(Point localization data)
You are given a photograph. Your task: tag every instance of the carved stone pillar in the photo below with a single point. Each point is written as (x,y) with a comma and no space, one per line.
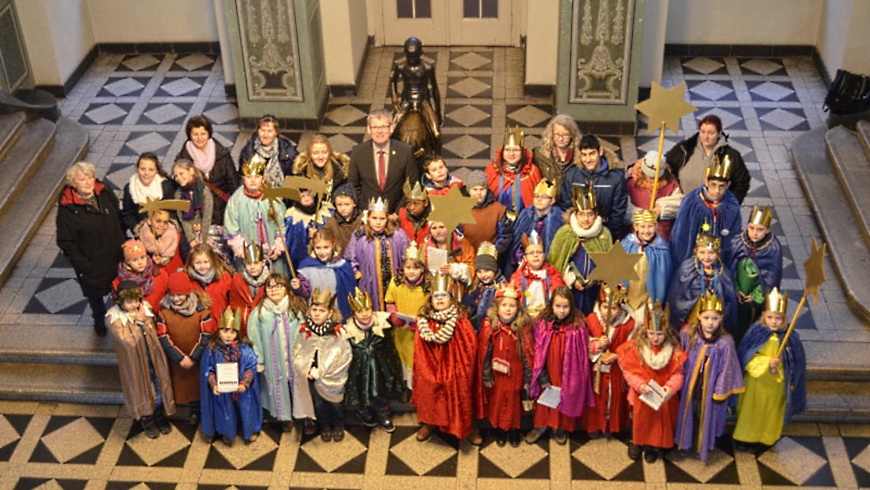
(277,50)
(599,63)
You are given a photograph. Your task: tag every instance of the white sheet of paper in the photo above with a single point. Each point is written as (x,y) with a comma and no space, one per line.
(227,376)
(551,397)
(436,257)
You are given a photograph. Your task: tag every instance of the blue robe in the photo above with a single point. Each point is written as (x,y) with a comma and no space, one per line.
(687,285)
(724,219)
(658,255)
(221,413)
(794,363)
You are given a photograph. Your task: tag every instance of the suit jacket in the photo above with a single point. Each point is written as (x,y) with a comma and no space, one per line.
(363,174)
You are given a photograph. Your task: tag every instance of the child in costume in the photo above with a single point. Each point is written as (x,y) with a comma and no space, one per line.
(505,354)
(142,365)
(487,277)
(697,275)
(712,375)
(653,354)
(376,251)
(375,373)
(756,265)
(776,387)
(445,367)
(610,326)
(184,327)
(536,278)
(321,359)
(407,294)
(324,268)
(272,328)
(561,360)
(583,232)
(224,412)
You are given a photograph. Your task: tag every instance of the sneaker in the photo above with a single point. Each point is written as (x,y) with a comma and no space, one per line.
(149,427)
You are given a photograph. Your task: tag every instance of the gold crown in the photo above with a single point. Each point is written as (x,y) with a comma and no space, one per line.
(417,192)
(379,204)
(253,253)
(644,216)
(611,295)
(546,187)
(720,168)
(359,300)
(760,216)
(657,317)
(325,297)
(255,166)
(774,301)
(709,301)
(231,319)
(513,137)
(487,248)
(584,197)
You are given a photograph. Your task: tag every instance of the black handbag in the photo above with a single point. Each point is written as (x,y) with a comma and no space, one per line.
(849,93)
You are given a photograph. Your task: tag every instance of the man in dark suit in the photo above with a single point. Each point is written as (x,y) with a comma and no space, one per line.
(379,167)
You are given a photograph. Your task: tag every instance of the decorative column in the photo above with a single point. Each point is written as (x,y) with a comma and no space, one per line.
(277,50)
(599,63)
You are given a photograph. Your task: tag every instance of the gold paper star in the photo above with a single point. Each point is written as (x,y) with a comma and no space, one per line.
(815,270)
(614,266)
(452,208)
(666,106)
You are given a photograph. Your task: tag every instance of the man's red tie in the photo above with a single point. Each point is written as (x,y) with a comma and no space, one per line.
(382,170)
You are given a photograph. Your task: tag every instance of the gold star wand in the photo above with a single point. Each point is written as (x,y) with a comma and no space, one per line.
(667,106)
(815,277)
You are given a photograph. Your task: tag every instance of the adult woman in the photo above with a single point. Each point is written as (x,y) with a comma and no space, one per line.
(213,161)
(559,150)
(149,181)
(277,151)
(89,235)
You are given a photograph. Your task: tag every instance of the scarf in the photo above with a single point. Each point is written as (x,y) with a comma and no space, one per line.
(141,192)
(203,160)
(446,317)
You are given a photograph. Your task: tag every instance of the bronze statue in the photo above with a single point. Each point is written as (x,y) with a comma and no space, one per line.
(417,114)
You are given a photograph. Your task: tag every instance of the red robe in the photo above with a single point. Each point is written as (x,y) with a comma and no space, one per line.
(612,391)
(651,427)
(501,404)
(444,376)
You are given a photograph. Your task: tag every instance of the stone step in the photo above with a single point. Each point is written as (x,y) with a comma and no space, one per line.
(846,245)
(21,218)
(10,131)
(852,169)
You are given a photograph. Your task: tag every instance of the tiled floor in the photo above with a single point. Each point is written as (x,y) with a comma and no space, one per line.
(137,103)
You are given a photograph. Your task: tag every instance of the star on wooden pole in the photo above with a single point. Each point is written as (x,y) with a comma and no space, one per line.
(452,209)
(614,266)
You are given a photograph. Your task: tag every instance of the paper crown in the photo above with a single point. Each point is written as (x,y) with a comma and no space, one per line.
(776,301)
(253,253)
(610,295)
(643,216)
(720,168)
(254,166)
(231,318)
(546,187)
(325,297)
(359,300)
(760,216)
(657,317)
(417,191)
(584,197)
(709,301)
(513,137)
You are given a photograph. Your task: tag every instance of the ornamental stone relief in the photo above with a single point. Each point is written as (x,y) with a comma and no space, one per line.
(601,51)
(269,50)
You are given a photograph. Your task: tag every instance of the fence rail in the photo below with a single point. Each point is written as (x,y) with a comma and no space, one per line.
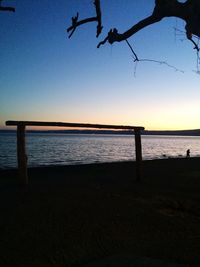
(21,141)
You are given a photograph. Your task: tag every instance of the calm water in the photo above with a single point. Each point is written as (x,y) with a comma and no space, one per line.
(59,149)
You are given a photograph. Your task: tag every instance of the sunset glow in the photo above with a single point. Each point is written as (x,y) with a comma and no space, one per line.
(47,77)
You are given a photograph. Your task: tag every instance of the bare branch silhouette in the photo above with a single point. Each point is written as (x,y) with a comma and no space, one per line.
(97,18)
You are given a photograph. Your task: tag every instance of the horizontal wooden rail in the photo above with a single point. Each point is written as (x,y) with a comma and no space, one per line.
(21,143)
(75,125)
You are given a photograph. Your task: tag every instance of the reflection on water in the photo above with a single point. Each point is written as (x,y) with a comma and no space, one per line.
(60,149)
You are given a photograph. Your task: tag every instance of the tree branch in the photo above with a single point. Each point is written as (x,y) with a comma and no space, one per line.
(76,23)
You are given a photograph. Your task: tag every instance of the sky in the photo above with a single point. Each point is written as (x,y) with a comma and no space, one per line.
(45,76)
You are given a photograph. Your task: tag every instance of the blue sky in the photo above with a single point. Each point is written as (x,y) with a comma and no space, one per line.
(46,76)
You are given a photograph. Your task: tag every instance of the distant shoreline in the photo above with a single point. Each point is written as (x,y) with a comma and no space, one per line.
(195,132)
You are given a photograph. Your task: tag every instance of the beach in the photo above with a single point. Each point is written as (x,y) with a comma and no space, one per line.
(76,215)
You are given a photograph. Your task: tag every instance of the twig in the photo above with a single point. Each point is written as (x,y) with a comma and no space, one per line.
(76,23)
(136,59)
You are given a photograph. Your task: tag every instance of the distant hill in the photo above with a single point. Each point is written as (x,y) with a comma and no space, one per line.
(195,132)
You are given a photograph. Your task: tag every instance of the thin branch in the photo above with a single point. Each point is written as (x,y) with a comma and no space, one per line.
(76,23)
(6,8)
(136,59)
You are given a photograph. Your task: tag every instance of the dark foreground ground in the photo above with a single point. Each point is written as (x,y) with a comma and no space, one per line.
(75,215)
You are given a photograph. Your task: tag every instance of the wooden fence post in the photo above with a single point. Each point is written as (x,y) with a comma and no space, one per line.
(138,151)
(21,154)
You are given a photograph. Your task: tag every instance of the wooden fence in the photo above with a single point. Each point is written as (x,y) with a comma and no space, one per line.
(21,141)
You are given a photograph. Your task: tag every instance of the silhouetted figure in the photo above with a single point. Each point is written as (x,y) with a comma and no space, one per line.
(188,153)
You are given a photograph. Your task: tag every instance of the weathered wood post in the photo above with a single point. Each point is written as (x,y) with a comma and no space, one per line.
(21,153)
(138,151)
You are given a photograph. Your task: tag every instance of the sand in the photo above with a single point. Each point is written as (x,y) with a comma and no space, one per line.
(76,215)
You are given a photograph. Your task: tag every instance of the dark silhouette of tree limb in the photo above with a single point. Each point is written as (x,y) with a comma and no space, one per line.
(97,18)
(188,11)
(6,8)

TASK DIRECTIONS>
Would you give the records again exactly, dropping the pictures?

PROBLEM SOLUTION>
You are given a photograph. Your task: tag every instance of the carved stone pillar in the photo below with a single point. Each point is written as (x,y) with a comma and no space, one per line.
(277,50)
(599,63)
You are given a photograph. Your task: tag every instance of the white sheet of paper in the photo above with a single point. Each point is written as (x,y) with a comma and no space, one per line.
(227,376)
(551,397)
(436,257)
You are given a photograph. Your task: tag every instance of the blue robe in the photo above with a single point. Each point is written as (x,y) with a comma and no space, one per line.
(687,285)
(724,219)
(658,255)
(221,413)
(794,363)
You are given a photograph. Your task: tag every instance of the suit jacket in the photo above with a single point. Each point is written as (x,y) with a comma and no space, one per line.
(363,174)
You are given a photograph. Your task: tag every instance of the child in costume in the photo above with a single point. Each point is written as (x,y) with a comma and no space, one per line.
(505,354)
(142,365)
(487,277)
(697,275)
(712,375)
(653,354)
(376,251)
(375,373)
(756,265)
(776,387)
(445,367)
(610,326)
(184,327)
(536,278)
(321,359)
(407,294)
(324,268)
(272,328)
(561,360)
(583,232)
(224,412)
You are given a photograph. Your task: tag every instance of the sneaker in the photo above with a single point. Each point is written as (x,y) with a comma and no space, one per line.
(149,427)
You are given a photograph. Your task: tag every instance of the gold crown in the photo above with a single point. Each point is written as (x,y) with a comma and no space, one per line.
(417,192)
(379,204)
(253,253)
(644,216)
(611,295)
(546,187)
(720,168)
(359,300)
(760,216)
(657,317)
(325,297)
(255,166)
(774,301)
(709,301)
(231,319)
(513,137)
(487,248)
(584,197)
You are given a photograph. Your task: tag every instance of the black handbag in the photo above with a single point. Each point is written as (x,y) with a comma and no space, one per line.
(849,93)
You are given a photograph. Your task: tag every instance of the man in dark suit in the photo above with a single point. Each point is written as (x,y) with a comma and no space, one per line.
(379,167)
You are given a photograph. Your task: tag every instance of the decorative column in the photo above with a single point. Each point is written as (x,y) with a comma and no space, one per line.
(277,50)
(599,63)
You are given a photograph. Your task: tag every instance of the gold paper star in the photo above with a single point. Each point is written as (x,y) with a comma and no space, one per line.
(815,270)
(614,266)
(452,208)
(666,106)
You are given a photograph. Your task: tag every instance of the man's red tie in the photo above with a single point. Each point is written as (x,y) with a comma and no space, one per line.
(382,170)
You are given a photograph. Your task: tag every instance of the gold star wand in the photo above with a single point. Each point is written as (x,y) with a comma and no space, one per line.
(667,106)
(815,277)
You are given a photograph. Your task: tag every instance of the adult woman in the photo above with a single point. Each point is written as (x,y) with a comma and no space, one per line.
(213,161)
(559,150)
(149,181)
(277,151)
(89,235)
You are given a photograph. Your task: tag every instance of the scarf in the photo above with a single point. Each point is written as (x,y) with a comma and no space, one per line.
(141,192)
(203,160)
(446,317)
You are given a photograph. Your task: tag every instance of the bronze statue in the photo above with a single point. Each point is written as (x,y) with a comma and no space, one per line.
(417,114)
You are given a photograph. Your task: tag every instance of the red robe in the photo above with a single point. Each point is written as (x,y) with a comma and no space, one per line.
(612,391)
(651,427)
(501,404)
(444,376)
You are given a photograph. Your task: tag every instance of the stone step in the photo above with a single point. Each point is written as (x,y) with a comma and no space, one per line.
(846,245)
(21,218)
(10,131)
(852,169)
You are given a photograph. Your task: tag every instance of the tiled floor in the photo above with a single point. Each point is written as (x,y) with a comma and no space, one per line.
(137,103)
You are given a photograph. Your task: tag every instance of the star on wooden pole in the photo above with a single point. Each point is written as (x,y) with a comma and no space, one per line.
(452,209)
(614,266)
You are given a photograph. Your task: tag every instance of the paper crown in the photo above with a single point. Each point is written as (x,y) with a comma and no space, one per line.
(776,301)
(253,253)
(610,295)
(643,216)
(720,168)
(254,166)
(231,318)
(546,187)
(325,297)
(359,300)
(760,216)
(657,317)
(417,191)
(584,197)
(709,301)
(513,137)
You are given a photograph. Your task: tag every instance of the ornamental stone relief in the photo above with a single point. Each point is written as (x,y) with a comma and no space, one per line.
(601,51)
(269,50)
You are given a photograph. Your task: tag every instance of the fence rail in the photo below with a single point. Each point is written as (x,y) with a comma and no space, one per line.
(21,141)
You are given a photograph. Your task: tag every instance of the calm water in the photo above with a single point. Each point is written as (x,y) with a comma and no space, one per line.
(59,149)
You are given a photograph. Your task: tag every instance of the sunset glow in the photo above with a single point. Each point is written as (x,y) with a comma and no space, one per line.
(47,77)
You are given a photograph. Your task: tag every instance of the bare branch silhouette in the photo above with a single point. Each point is written as (x,y) with a comma and no space, one per line.
(97,18)
You are given a photograph. Your task: tag every instance of the horizontal wooden rail in the photo above with a single point. Each point is written as (x,y) with a comma and no space, one per line.
(21,143)
(75,125)
You are given a photograph. Your task: tag every instance of the reflection on water in the photo above with a single point. Each point is written as (x,y) with a comma and no space, one per line.
(60,149)
You are given a photograph. Your task: tag every instance of the tree branch in the photo above with a single point. Each point is written as (x,y) with a comma and no space, one per line.
(76,23)
You are given a photograph. Your task: tag every instance of the sky in the photo above with a single point. Each point is written as (x,y) with a comma and no space, one per line.
(45,76)
You are given a photograph. Your task: tag every instance of the blue sky in the photo above with a single point. Each point is written as (x,y) with a comma and no space, one per line.
(46,76)
You are given a photograph. Your task: tag every instance of the distant shoreline in the photo above with a single point. Each point is written as (x,y) with a comma and no space, one per line.
(195,132)
You are given a photograph. Your task: tag every instance of the beach in the photo above with a single point. Each point is written as (x,y) with a comma and no space, one per line.
(76,215)
You are given a photograph. Your task: tag every instance of the twig in the photo above with a single point. Each point is written as (x,y) with a comma and no space, one per line.
(76,23)
(136,59)
You are given a photograph. Your task: tag every instance of the distant hill in the photo above with a single point. Each point is written as (x,y) with a comma and no space, one per line.
(195,132)
You are given a photograph. Your task: tag every instance of the thin branch in the photo above with a single point. Each point is written as (x,y) with a comma and no space, one per line.
(76,23)
(6,8)
(136,59)
You are given a photograph. Your task: tag every instance of the dark foreground ground in the photo above with a single point. Each point is written as (x,y) with a comma and no space, one per line.
(75,215)
You are given a photograph. Your task: tag every instance of the wooden fence post in the photo above with a single point. Each point is written as (x,y) with a comma and no space, one per line.
(138,151)
(21,154)
You are given a photograph. Your task: tag every instance of the wooden fence in the photo above with a single point. Each point is written as (x,y) with a comma and no space, one per line.
(21,141)
You are given a photograph. Your task: tag every instance of the silhouetted figure in the photo above with a single point. Each point is written as (x,y) with a comma and no space, one per line.
(188,153)
You are given a photograph. Your task: tag every instance of the weathered wood post in the photo above with a single point. Each point is written as (x,y) with a comma and no space, one per line.
(21,153)
(138,151)
You are given a photograph. Your task: tag every instance of the sand in the photo above with a single point. Each point is written as (x,y) with a comma and no space, one per line.
(76,215)
You are given a photograph. Your task: tag every instance of the dark silhouette of tree limb in the photo above with a single point. Each point is written as (x,y) with a comma and no space, one per line.
(97,18)
(188,11)
(6,8)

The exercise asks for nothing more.